____ Page extract

# Gtechniq C4 or alternative?



## Wicksy999 (Jun 5, 2013)

Just looking at trim restorers and heading towards C4 at the moment but anyone else used anything different or better that they could recommend? I'm cleaning a friends Range Rover Sport and the scuttle under the windscreen has almost turned grey and wanted something to restore it back. I presume a good clean with an APC before hand and a wipe down with some IPA would be the way to prepare it?
I have never used a permanent trim restorer before.


----------



## cossiecol (Jun 29, 2014)

C4 is a good product, have a look on the Gtechniq website as they give the application instructions there.


----------



## Choppy (Aug 8, 2013)

solution finish or carpro dlux are other options


----------



## Blueberry (Aug 10, 2007)

Nanolex Trim Rejuvenator is also a good one.


----------



## ALLR_155528 (May 20, 2014)

________
____ Information provided

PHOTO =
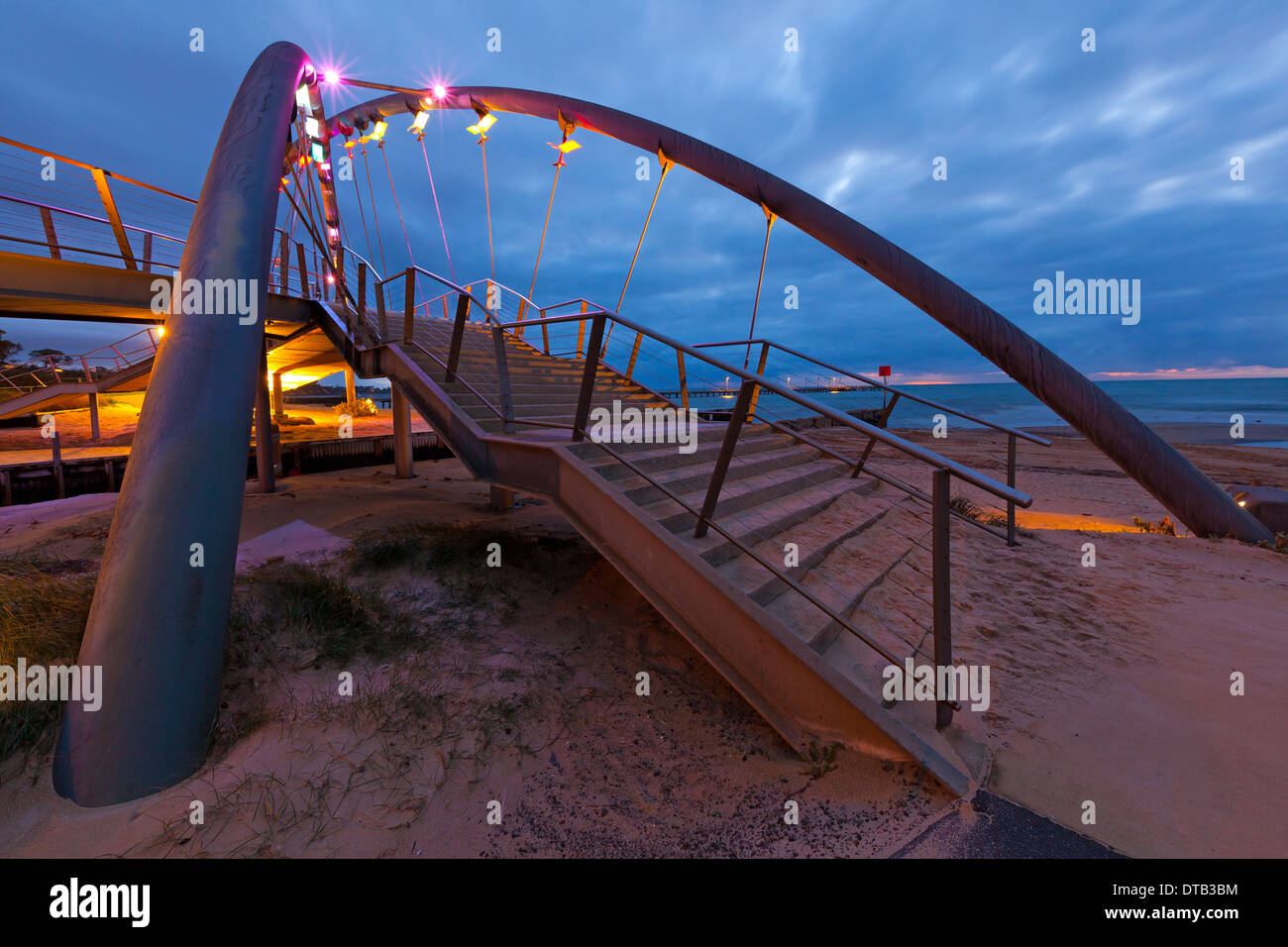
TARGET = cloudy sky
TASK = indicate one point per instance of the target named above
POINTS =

________

Write the next part of the trim restorer forum thread, starting with the post under the final header.

* **Expected answer**:
Dr Beasleys Plastic Sealant


----------



## MilesBetter (Aug 9, 2010)

I am currently using 'SONAX Xtreme Plastic Restorer Gel' and testing 'Carpro Dlux' ....another 2 options for you


----------



## MAUI (Feb 1, 2008)

MilesBetter said:


> I am currently using 'SONAX Xtreme Plastic Restorer Gel' and testing 'Carpro Dlux' ....another 2 options for you


Sonax has no durability compared to Dlux. Soulution on real faded trim is a better option.


----------



## muzzer (Feb 13, 2011)

I bought some C4 at Waxstock on a whim and used it for the first time the other day. It is very very good and definitely something i'd recommend although you might want to make sure the trim is properly clean first.


----------



## OvEr_KiLL (Mar 2, 2015)

if you do use c4 when you buff it, dont scrub, just do it lightly with a microfiber


----------



## Blueberry (Aug 10, 2007)

OvEr_KiLL said:


> if you do use c4 when you buff it, dont scrub, just do it lightly with a microfiber


A mistake many make with the various Gtechniq coatings.


----------



## OvEr_KiLL (Mar 2, 2015)

Blueberry said:


> A mistake many make with the various Gtechniq coatings.


yeh i know blueberry i found out the hard way lol


----------



## footfistart (Dec 2, 2013)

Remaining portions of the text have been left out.